## PFLICHTAUFGABE A
Bearbeite im Eintrag aus dem kanadischen Buschland den Abschnitt von „Gutsten Tach werte“ bis „Arbeit, heute Nacht!“ und setze dabei „Kaffee“ an die Stelle von „Energydrink“.

## AUSGEWÄHLTER TEXT
————
Gutsten Tach werte Leserschaft und herzlich Willkommen zu einer neuen Ausgabe von „Ich bin da wo du nicht bist und erzähl dir was drüber“ - diesmal aus den Tiefen des kanadischen Buschlands. Ich sitze grade in meinem Zimmer im Camp und habe mal wieder nix zu tun, da meine Schicht erneut einen Tag nach hinten verschoben wurde. Arbeitstechnisch passiert hier bisher immer das exakte Gegenteil von dem, was einem gesagt wird. Es stört mich erstaunlich wenig, aber ist doch irgendwie interessant. Wenn es angeblich Arbeit gibt, gibt es keine und umgekehrt. Die Unzuverlässigkeit ist dabei schon so konstant, dass sie wieder zuverlässig ist. Natürlich ergibt das Sinn. Beim Upload meines letzten Eintrags um 7 Uhr morgens gabs noch lecker Energydrink, damit ich wieder in einen normalen Schlafrhythmus komme. 20 Minuten später klingelte dann mein Handy. Flo, Arbeit, heute Nacht!
————
## ZU VERWENDENDE LISTE
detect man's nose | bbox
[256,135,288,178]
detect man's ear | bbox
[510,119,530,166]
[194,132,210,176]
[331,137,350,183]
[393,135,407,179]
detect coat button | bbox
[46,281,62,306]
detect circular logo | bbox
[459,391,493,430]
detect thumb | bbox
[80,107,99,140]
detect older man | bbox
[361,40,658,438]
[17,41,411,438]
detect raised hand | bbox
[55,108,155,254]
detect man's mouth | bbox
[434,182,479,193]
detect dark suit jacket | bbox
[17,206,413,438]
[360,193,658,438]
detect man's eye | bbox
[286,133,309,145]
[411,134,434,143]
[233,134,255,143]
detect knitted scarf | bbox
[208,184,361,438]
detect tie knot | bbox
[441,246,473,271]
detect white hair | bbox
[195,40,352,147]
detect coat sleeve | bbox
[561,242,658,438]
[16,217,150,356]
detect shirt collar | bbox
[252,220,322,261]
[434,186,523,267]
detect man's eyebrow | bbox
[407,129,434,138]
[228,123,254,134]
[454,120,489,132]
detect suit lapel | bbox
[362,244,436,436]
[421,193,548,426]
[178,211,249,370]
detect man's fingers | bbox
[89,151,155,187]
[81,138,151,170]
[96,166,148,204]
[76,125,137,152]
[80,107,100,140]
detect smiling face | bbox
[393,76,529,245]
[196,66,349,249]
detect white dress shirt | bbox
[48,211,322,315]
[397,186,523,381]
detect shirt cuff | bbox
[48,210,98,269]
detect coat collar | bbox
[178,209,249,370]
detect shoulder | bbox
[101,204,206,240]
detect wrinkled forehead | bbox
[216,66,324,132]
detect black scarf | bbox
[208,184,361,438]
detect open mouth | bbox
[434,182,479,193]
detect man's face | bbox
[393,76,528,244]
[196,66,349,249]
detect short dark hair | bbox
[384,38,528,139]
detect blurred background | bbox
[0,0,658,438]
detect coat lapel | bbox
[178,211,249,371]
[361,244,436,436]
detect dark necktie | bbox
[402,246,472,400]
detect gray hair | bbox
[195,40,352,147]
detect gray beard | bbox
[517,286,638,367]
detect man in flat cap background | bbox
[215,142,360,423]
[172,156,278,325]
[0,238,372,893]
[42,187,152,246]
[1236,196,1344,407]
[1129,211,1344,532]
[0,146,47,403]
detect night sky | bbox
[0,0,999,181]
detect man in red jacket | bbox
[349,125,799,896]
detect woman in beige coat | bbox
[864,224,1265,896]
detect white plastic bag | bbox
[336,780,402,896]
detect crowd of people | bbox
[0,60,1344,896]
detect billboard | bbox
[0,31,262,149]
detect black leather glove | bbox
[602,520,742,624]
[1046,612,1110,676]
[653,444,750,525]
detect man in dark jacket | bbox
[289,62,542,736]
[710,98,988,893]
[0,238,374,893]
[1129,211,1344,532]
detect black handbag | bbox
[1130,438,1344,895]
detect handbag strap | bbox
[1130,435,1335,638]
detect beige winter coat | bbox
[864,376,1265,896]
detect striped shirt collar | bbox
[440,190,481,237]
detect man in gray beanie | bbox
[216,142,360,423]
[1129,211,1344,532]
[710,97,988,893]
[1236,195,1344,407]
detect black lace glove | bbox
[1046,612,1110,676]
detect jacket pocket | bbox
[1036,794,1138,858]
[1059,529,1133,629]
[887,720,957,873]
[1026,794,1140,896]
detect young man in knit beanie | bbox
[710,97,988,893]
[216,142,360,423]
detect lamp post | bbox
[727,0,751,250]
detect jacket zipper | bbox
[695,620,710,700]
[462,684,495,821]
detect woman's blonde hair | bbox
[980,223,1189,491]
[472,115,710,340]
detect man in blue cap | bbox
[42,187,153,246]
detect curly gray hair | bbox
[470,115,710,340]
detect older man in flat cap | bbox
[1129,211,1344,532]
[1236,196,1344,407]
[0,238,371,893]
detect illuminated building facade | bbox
————
## PFLICHTAUFGABE B
Tippe aus der Liste den Abschnitt von der Zeile mit „detect billboard | bbox“ bis einschließlich der Zeile mit „[462,684,495,821]“ unverändert ab.

## RICHTIGE ANTWORT A
Gutsten Tach werte Leserschaft und herzlich Willkommen zu einer neuen Ausgabe von „Ich bin da wo du nicht bist und erzähl dir was drüber“ - diesmal aus den Tiefen des kanadischen Buschlands. Ich sitze grade in meinem Zimmer im Camp und habe mal wieder nix zu tun, da meine Schicht erneut einen Tag nach hinten verschoben wurde. Arbeitstechnisch passiert hier bisher immer das exakte Gegenteil von dem, was einem gesagt wird. Es stört mich erstaunlich wenig, aber ist doch irgendwie interessant. Wenn es angeblich Arbeit gibt, gibt es keine und umgekehrt. Die Unzuverlässigkeit ist dabei schon so konstant, dass sie wieder zuverlässig ist. Natürlich ergibt das Sinn. Beim Upload meines letzten Eintrags um 7 Uhr morgens gabs noch lecker Kaffee, damit ich wieder in einen normalen Schlafrhythmus komme. 20 Minuten später klingelte dann mein Handy. Flo, Arbeit, heute Nacht!

## RICHTIGE ANTWORT B
detect billboard | bbox
[0,31,262,149]
detect black leather glove | bbox
[602,520,742,624]
[1046,612,1110,676]
[653,444,750,525]
detect man in dark jacket | bbox
[289,62,542,736]
[710,98,988,893]
[0,238,374,893]
[1129,211,1344,532]
detect black handbag | bbox
[1130,438,1344,895]
detect handbag strap | bbox
[1130,435,1335,638]
detect beige winter coat | bbox
[864,376,1265,896]
detect striped shirt collar | bbox
[440,190,481,237]
detect man in gray beanie | bbox
[216,142,360,423]
[1129,211,1344,532]
[710,97,988,893]
[1236,195,1344,407]
detect black lace glove | bbox
[1046,612,1110,676]
detect jacket pocket | bbox
[1036,794,1138,858]
[1059,529,1133,629]
[887,720,957,873]
[1026,794,1140,896]
detect young man in knit beanie | bbox
[710,97,988,893]
[216,142,360,423]
detect lamp post | bbox
[727,0,751,250]
detect jacket zipper | bbox
[695,620,710,700]
[462,684,495,821]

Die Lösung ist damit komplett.